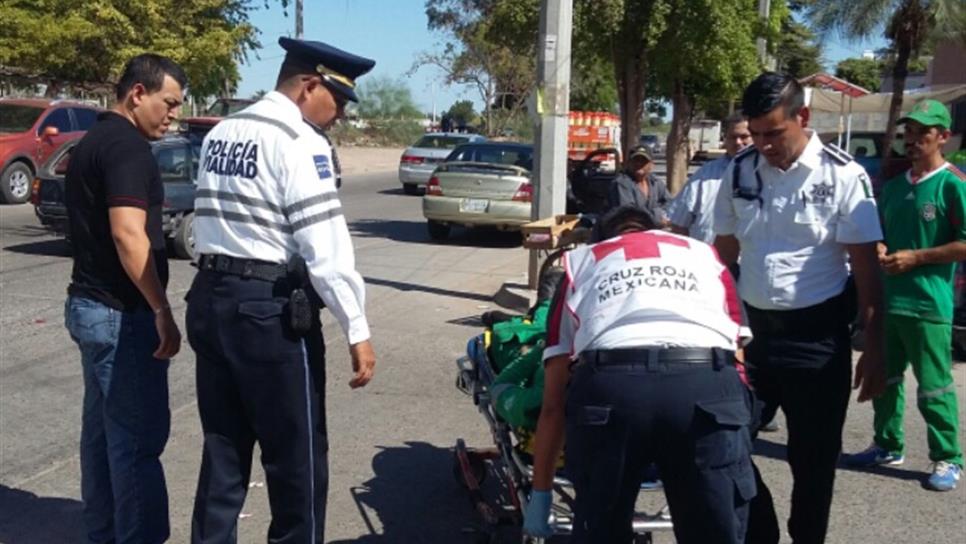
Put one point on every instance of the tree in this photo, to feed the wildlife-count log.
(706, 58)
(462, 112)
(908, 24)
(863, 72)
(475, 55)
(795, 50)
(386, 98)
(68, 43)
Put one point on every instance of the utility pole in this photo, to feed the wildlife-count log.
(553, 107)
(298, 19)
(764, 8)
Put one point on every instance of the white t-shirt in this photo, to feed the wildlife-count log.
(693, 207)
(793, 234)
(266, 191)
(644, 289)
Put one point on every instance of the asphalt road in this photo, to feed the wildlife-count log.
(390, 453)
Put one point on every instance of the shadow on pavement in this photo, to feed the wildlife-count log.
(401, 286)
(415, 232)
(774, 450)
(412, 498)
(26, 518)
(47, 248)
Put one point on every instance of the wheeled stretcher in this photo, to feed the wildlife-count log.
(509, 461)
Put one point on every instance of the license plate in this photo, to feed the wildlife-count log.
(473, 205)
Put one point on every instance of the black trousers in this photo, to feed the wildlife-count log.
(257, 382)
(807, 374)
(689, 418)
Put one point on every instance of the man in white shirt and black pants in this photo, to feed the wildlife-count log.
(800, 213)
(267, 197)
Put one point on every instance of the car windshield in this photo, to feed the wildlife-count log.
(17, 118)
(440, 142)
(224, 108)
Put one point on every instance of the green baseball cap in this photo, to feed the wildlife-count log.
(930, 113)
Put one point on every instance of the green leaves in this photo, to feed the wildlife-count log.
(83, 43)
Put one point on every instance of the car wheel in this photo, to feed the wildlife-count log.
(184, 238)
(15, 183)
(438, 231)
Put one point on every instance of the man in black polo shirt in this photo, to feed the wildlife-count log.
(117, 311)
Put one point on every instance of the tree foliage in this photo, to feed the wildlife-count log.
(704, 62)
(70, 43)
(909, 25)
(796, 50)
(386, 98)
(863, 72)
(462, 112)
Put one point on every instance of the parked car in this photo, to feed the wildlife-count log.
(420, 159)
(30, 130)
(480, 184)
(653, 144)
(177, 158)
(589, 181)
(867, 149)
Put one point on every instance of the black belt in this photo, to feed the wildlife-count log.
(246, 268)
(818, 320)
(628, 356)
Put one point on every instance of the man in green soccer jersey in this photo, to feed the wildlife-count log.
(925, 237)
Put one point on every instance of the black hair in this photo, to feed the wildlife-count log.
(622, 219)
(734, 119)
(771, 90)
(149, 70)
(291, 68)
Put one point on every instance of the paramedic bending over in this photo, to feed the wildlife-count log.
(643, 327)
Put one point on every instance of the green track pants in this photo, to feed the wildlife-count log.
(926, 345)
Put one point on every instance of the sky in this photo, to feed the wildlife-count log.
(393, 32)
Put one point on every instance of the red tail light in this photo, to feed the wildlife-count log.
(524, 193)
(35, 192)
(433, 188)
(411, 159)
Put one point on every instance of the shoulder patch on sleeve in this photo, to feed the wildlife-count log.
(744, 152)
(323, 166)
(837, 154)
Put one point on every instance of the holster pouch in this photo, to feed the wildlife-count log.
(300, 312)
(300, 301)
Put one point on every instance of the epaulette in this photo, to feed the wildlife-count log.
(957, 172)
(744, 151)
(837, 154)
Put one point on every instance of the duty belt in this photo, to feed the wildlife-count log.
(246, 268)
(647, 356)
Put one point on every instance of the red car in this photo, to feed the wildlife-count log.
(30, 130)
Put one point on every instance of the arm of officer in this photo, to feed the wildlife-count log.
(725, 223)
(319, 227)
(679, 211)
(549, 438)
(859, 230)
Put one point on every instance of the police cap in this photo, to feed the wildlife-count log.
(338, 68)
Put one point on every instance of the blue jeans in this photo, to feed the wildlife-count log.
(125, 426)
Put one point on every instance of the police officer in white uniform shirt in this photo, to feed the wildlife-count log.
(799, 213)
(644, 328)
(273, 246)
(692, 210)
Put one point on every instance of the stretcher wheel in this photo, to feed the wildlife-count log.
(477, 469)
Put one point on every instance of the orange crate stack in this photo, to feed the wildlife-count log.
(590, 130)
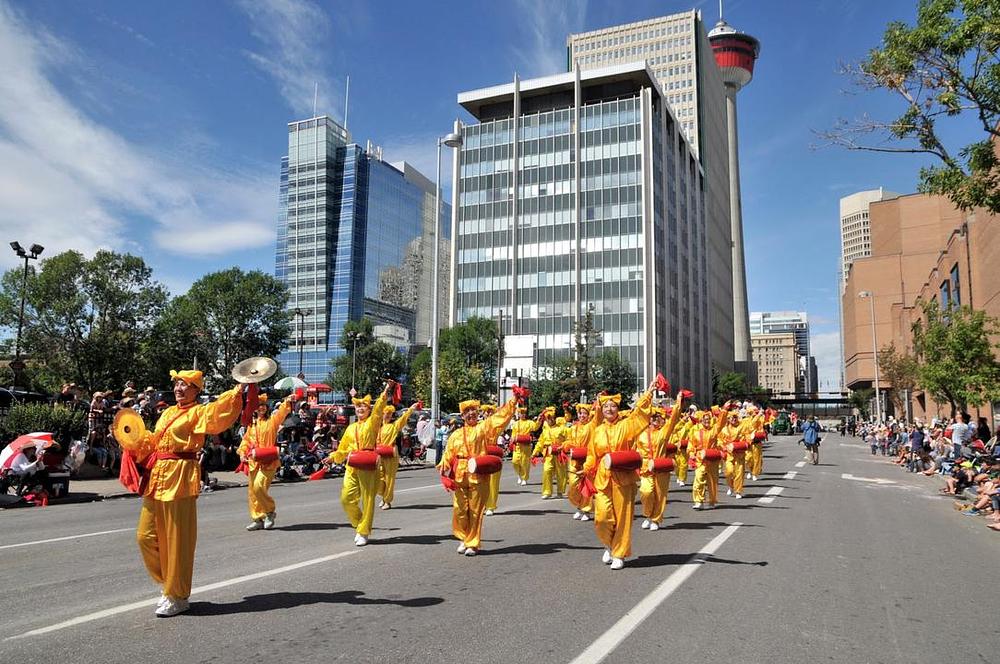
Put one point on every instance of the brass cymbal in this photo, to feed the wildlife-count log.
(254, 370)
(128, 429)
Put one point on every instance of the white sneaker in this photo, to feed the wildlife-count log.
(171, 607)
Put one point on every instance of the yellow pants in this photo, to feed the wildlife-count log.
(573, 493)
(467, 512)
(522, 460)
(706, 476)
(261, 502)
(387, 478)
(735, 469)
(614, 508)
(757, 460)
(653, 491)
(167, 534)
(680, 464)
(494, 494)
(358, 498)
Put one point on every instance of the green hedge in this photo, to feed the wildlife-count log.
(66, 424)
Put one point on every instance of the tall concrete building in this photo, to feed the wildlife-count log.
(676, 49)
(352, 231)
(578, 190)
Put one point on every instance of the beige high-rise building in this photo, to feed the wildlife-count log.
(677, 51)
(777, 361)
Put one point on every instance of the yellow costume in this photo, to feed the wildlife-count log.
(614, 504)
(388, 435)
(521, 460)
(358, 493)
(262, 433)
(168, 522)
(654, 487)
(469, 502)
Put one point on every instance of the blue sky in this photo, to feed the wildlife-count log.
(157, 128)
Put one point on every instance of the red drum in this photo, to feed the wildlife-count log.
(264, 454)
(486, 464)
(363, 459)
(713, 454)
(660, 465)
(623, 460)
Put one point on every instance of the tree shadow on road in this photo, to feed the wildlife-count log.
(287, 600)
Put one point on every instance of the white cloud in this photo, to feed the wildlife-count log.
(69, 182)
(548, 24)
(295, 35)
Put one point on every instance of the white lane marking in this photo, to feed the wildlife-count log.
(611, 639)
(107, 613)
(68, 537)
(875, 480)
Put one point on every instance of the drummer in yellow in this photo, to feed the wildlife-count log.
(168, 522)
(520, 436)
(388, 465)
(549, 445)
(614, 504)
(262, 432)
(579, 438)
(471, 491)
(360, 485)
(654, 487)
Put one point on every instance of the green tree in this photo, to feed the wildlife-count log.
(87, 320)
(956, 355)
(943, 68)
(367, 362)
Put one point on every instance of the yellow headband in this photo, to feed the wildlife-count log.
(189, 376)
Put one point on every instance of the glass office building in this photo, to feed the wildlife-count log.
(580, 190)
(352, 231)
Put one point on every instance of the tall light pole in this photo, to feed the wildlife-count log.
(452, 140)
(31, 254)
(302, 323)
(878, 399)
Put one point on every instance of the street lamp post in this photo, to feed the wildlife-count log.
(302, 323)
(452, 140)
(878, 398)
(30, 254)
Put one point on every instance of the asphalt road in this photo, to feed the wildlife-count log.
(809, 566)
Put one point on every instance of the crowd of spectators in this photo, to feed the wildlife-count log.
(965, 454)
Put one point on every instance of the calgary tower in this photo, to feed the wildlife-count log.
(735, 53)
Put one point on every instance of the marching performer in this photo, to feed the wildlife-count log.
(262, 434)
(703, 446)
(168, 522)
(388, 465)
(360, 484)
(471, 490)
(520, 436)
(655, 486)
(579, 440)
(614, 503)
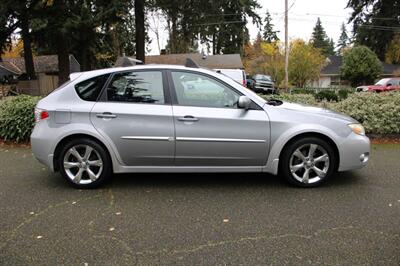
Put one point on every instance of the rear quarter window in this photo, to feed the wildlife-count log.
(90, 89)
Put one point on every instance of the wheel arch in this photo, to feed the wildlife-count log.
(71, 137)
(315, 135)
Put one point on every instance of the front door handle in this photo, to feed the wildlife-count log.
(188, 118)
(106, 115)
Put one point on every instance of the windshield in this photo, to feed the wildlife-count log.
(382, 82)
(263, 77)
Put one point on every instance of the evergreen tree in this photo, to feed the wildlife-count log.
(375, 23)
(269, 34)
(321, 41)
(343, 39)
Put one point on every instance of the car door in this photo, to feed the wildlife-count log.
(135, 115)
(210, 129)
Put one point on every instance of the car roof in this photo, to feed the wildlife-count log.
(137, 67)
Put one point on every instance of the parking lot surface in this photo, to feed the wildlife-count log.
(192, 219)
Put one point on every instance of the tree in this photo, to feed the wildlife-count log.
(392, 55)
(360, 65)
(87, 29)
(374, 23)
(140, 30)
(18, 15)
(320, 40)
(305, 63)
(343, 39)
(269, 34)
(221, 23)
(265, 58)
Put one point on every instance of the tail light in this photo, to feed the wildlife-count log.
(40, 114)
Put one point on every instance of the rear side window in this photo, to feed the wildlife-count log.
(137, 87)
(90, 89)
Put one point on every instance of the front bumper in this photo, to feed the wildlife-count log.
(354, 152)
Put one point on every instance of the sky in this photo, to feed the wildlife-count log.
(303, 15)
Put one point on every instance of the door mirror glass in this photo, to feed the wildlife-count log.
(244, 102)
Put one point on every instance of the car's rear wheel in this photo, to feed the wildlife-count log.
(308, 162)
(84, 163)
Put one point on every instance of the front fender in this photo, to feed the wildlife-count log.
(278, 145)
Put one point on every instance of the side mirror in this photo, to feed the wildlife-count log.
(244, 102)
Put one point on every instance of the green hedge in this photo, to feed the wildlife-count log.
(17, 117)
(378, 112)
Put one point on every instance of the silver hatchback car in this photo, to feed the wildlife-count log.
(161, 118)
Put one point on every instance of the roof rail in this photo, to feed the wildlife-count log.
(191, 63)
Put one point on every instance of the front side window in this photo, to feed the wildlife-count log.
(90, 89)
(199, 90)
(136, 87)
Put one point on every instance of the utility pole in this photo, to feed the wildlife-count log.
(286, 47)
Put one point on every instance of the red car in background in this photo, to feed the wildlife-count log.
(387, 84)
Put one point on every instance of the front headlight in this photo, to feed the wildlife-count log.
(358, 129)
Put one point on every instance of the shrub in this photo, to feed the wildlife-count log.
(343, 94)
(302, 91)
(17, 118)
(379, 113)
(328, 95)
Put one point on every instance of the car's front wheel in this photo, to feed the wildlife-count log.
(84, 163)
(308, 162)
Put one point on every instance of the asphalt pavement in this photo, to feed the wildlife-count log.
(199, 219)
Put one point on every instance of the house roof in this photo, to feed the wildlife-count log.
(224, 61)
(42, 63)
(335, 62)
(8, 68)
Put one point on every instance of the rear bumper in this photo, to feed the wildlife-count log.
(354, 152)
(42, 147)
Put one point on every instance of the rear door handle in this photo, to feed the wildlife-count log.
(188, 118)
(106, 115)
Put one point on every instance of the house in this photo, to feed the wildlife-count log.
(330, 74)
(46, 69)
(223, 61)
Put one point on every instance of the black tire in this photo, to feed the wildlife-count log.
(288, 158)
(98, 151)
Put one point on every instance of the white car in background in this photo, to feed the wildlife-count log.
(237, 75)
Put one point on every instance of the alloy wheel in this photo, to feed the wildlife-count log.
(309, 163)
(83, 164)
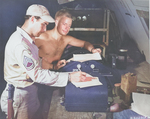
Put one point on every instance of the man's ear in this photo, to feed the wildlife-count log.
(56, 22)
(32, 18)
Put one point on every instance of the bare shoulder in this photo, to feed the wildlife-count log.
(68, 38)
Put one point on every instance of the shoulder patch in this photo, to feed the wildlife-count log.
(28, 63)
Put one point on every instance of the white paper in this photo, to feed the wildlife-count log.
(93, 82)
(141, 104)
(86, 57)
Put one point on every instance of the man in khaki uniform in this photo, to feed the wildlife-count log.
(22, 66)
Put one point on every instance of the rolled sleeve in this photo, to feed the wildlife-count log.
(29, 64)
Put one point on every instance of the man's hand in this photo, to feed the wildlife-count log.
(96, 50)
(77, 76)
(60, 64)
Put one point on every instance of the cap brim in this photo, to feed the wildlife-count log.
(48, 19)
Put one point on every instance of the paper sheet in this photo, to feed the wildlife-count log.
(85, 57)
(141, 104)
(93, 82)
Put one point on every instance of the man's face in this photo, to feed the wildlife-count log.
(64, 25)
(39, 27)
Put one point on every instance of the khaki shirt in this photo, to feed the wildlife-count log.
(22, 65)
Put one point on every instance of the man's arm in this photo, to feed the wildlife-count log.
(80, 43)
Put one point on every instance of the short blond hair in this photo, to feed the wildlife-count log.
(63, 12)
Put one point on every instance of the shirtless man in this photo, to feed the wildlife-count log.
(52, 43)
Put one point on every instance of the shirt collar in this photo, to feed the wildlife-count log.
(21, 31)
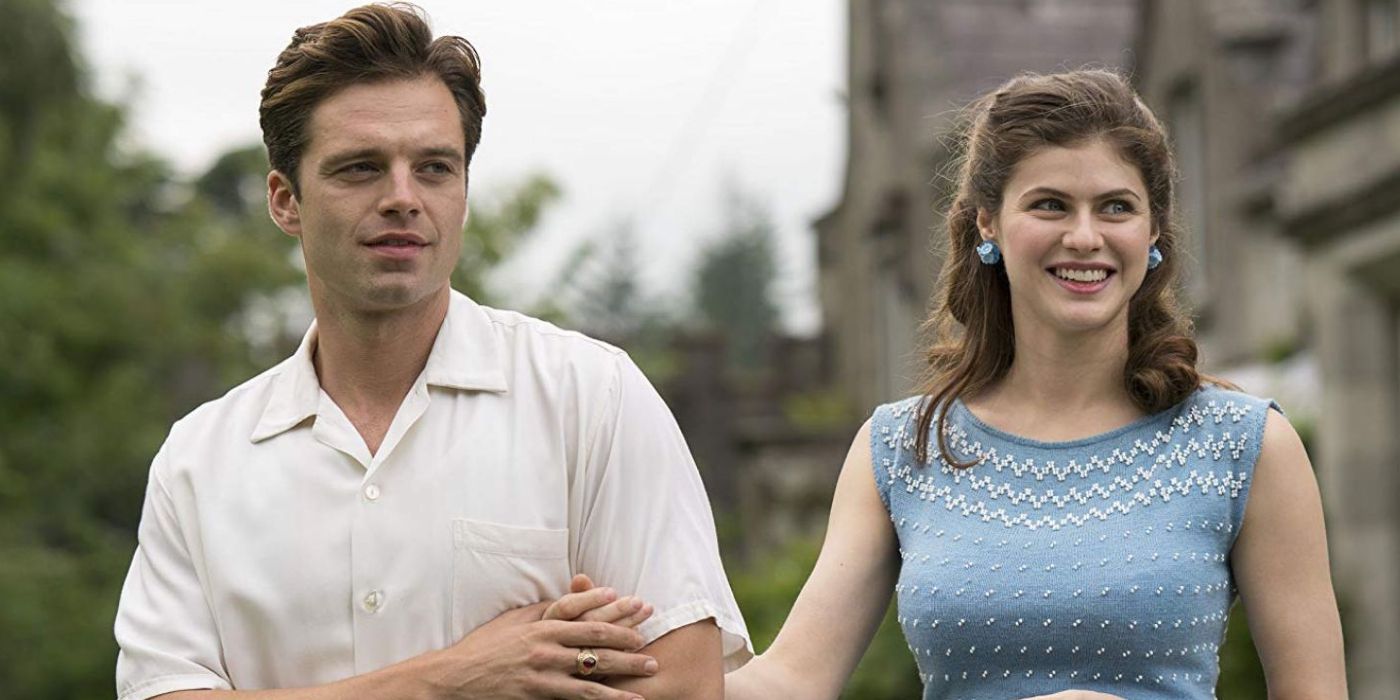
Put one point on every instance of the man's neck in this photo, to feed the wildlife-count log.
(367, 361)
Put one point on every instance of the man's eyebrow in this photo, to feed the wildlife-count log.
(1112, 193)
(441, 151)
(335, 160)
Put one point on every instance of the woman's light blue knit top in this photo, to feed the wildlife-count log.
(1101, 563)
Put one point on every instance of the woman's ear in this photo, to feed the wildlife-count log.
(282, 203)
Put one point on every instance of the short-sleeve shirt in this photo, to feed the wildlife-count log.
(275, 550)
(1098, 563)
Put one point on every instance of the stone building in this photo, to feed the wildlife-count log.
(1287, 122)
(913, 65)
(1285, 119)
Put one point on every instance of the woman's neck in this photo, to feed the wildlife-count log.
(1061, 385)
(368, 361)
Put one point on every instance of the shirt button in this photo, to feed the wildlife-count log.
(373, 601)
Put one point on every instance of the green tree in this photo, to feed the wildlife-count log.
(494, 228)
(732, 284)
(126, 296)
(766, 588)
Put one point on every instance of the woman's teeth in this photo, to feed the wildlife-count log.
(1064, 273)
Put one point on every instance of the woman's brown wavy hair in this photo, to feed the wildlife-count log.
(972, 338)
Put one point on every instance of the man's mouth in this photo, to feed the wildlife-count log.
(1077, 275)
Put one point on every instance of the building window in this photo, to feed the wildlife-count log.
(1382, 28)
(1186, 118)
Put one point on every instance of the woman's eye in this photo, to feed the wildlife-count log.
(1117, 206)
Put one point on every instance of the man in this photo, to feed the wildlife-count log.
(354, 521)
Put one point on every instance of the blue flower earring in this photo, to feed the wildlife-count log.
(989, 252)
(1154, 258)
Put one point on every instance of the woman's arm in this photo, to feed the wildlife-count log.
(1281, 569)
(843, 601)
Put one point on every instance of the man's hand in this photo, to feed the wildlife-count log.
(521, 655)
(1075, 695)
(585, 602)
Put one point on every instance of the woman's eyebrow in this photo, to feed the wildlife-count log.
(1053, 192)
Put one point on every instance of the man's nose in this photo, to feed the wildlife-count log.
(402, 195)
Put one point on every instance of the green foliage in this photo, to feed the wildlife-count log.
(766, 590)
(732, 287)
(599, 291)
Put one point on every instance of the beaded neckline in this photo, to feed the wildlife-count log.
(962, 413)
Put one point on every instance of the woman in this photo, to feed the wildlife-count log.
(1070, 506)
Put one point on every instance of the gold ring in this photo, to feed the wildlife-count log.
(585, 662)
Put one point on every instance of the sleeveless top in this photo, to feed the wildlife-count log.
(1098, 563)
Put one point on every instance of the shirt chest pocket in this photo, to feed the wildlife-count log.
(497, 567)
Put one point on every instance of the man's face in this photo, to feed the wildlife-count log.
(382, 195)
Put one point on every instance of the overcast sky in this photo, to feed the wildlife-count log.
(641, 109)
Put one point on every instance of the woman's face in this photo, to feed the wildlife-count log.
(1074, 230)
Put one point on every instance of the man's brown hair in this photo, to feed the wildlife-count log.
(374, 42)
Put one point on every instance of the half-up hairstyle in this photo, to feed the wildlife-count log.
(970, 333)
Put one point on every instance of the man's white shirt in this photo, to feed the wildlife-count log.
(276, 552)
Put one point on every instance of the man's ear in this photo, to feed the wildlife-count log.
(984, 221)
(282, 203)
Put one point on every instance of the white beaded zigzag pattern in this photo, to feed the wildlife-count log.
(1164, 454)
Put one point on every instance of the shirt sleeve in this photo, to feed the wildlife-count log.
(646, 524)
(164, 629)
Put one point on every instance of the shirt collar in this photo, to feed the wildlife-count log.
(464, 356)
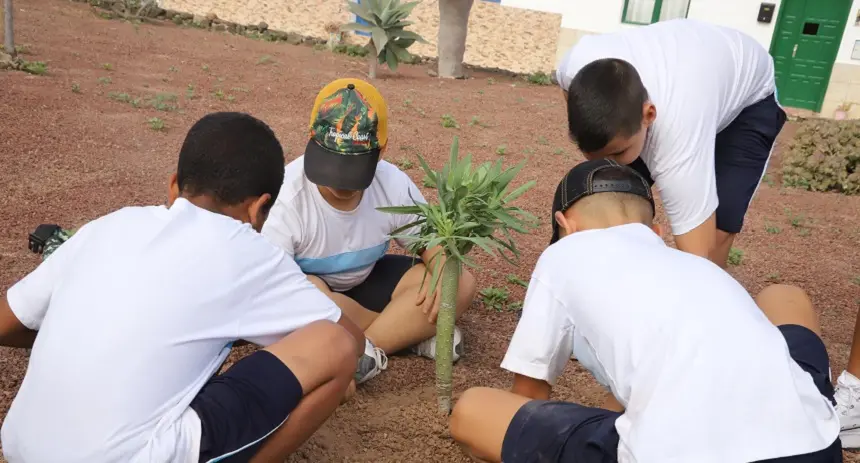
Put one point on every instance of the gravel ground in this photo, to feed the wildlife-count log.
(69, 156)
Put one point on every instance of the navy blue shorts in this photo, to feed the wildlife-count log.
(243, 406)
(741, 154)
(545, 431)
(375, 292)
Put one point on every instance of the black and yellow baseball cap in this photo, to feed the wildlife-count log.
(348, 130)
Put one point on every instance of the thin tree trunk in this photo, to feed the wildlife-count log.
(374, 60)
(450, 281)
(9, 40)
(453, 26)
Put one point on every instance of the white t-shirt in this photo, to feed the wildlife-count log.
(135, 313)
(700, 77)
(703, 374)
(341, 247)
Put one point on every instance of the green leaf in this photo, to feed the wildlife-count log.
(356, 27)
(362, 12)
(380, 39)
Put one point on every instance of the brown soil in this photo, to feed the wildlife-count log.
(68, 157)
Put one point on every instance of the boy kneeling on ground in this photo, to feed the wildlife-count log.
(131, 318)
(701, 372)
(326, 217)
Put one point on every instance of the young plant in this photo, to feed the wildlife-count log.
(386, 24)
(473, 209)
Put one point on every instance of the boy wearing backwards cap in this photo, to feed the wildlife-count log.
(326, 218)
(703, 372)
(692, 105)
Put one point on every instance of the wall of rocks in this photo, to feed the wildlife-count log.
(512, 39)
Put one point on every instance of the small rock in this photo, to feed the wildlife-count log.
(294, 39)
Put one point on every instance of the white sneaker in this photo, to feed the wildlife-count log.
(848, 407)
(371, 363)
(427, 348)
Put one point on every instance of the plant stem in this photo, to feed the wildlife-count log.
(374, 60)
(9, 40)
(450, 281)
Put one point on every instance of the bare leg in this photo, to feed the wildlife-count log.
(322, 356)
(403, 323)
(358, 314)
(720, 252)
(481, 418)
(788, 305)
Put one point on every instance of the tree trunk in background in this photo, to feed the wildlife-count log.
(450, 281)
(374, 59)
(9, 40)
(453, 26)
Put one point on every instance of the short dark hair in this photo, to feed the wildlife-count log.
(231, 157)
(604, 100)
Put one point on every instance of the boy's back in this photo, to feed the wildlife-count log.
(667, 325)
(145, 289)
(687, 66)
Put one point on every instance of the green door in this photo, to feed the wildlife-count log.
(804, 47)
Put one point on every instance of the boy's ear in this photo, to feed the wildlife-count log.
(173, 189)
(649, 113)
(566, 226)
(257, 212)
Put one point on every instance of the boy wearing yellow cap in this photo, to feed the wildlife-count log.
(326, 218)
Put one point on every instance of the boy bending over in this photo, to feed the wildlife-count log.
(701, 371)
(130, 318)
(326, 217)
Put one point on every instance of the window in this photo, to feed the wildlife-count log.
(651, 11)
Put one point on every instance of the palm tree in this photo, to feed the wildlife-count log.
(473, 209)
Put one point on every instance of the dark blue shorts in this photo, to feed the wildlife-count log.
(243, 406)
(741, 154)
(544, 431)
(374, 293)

#### WHAT YOU SHOULD DO:
From the line holding "Put one point on every instance of the boy's ear" through the last line above, reproduce each line exactly and add nothing.

#### ANSWER:
Put one point on every instance of the boy's ear in this photo, to feed the wildlife-count log.
(173, 189)
(649, 113)
(566, 226)
(257, 212)
Put one point on every instance of the boy wearing yellow cap in this photo, to feed the wildlife-count log.
(326, 218)
Put one point on every instance of the boy bending over in this photo, to feed the wildlife-count log.
(701, 371)
(130, 318)
(326, 217)
Put one point on every instance of the window in this photo, to feed the wildlife-count log.
(651, 11)
Put one point on every instance of the palm tree in this photo, to feed the wildlife-count log.
(473, 209)
Put one point on every instance of the dark blue shorts in this photo, to feed the wildlife-count log.
(243, 406)
(741, 154)
(544, 431)
(374, 293)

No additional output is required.